(Directions for this task):
Find the line containing "tall leafy green" in the records below. Copy exactly that line and each one after it, ending at the line containing "long sloping roof", and nothing more.

(Supplied entries):
■ ■ ■ ■ ■ ■ ■

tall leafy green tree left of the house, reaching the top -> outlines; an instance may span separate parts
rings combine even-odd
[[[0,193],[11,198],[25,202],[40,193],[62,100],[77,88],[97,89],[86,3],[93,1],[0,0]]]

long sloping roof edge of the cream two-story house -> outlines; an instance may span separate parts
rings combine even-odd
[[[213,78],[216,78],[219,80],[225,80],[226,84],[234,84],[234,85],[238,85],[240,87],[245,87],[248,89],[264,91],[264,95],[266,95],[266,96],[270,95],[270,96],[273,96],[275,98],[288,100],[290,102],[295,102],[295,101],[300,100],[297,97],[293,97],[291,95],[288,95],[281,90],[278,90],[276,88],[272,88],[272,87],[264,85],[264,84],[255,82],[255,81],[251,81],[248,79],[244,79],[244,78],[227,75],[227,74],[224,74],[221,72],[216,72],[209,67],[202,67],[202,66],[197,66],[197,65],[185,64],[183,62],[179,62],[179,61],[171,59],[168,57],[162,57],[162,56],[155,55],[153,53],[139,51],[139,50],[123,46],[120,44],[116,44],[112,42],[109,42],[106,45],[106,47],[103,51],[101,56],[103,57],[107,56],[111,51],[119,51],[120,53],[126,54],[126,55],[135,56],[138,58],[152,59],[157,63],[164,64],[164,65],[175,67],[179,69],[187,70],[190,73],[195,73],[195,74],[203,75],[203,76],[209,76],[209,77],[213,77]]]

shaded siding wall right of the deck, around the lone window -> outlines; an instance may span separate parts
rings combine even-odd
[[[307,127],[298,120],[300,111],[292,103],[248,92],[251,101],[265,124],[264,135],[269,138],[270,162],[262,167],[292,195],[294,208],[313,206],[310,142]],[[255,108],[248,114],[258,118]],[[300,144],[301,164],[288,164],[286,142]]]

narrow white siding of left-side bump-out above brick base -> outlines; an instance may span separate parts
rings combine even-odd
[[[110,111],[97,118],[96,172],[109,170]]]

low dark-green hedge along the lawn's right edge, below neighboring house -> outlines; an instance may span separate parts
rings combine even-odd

■ ■ ■ ■ ■ ■ ■

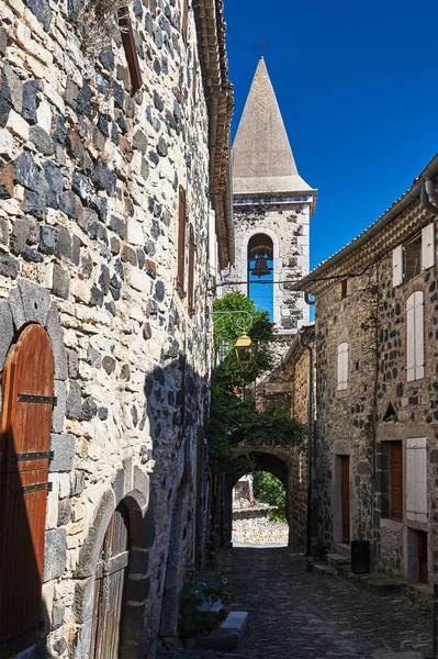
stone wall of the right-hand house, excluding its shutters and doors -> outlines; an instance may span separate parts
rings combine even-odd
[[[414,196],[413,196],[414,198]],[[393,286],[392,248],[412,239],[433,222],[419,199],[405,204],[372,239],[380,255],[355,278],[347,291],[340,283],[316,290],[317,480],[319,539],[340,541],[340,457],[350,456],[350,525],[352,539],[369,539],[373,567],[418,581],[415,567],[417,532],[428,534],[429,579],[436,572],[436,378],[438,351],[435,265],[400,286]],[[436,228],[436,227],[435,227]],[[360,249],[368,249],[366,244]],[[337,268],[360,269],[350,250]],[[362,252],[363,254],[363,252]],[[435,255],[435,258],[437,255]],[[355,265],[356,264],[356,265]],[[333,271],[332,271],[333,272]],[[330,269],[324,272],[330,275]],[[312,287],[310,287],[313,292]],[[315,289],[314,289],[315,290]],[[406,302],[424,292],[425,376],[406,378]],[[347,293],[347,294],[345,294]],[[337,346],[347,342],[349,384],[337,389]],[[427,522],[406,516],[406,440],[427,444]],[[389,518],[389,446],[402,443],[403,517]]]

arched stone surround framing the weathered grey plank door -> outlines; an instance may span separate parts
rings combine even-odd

■ ■ ■ ■ ■ ■ ■

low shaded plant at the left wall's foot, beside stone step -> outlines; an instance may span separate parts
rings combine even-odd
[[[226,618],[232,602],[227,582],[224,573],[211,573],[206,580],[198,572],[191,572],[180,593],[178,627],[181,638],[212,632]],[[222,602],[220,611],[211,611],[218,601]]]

■ ■ ■ ■ ■ ■ ■

(Answer space):
tall leafy green tree left of the house, reaching the top -> outlines; an instance may span separate parts
rings combine even-odd
[[[0,193],[11,198],[25,202],[40,193],[62,100],[77,88],[97,89],[86,3],[93,1],[0,0]]]

long sloping roof edge of the cream two-story house -> outlines; an instance may span separate parts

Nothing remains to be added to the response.